EXTRACTED ENTRIES ::
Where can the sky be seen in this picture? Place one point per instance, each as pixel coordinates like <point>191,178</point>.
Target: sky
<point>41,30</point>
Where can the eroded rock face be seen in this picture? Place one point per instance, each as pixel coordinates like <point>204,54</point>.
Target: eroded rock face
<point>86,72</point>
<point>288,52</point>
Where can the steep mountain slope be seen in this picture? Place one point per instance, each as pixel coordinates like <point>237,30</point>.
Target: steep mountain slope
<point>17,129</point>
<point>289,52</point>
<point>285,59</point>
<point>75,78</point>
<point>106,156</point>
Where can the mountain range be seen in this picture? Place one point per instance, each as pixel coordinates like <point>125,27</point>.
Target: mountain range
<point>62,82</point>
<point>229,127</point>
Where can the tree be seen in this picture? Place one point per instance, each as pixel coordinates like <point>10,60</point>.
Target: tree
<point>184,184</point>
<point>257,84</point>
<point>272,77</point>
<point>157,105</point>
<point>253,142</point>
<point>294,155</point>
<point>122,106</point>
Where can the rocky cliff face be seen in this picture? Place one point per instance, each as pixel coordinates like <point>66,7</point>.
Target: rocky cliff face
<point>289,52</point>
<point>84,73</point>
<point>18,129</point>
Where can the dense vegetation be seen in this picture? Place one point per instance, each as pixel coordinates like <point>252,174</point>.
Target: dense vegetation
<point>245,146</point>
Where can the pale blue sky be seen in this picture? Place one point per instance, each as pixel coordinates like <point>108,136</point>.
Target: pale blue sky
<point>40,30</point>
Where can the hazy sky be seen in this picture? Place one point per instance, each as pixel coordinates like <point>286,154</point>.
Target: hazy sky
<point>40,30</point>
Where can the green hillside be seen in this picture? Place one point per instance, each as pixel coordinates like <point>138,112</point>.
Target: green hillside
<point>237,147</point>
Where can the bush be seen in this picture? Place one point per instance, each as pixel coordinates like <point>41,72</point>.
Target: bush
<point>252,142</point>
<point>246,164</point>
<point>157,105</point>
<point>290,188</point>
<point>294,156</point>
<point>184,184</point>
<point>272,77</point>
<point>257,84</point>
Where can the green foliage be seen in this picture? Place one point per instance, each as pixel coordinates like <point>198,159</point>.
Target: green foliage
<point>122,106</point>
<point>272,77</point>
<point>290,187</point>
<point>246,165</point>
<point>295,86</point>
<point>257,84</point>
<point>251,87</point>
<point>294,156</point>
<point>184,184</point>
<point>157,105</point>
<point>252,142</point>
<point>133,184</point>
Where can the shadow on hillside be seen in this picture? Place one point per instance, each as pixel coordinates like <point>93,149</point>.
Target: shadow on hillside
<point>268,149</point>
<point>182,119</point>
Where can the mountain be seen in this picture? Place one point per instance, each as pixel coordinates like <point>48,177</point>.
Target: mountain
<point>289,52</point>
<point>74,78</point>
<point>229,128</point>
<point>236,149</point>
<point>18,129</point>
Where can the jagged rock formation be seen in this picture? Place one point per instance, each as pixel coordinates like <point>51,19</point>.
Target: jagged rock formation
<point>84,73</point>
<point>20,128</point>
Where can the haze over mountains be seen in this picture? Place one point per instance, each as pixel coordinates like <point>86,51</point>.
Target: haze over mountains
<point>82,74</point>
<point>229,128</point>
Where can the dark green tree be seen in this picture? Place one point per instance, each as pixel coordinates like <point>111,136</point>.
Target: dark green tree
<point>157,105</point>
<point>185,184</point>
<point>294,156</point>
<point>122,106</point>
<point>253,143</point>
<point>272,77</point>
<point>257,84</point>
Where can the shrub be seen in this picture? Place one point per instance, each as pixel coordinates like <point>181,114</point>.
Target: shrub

EXERCISE DIRECTIONS ::
Where does the string "shrub" appear in the records above? Show every line that holds it.

ANSWER FOR THIS EXERCISE ::
Where can the shrub be seen in this picture? Place one point per instance, each as pixel coordinates like <point>181,114</point>.
Target: shrub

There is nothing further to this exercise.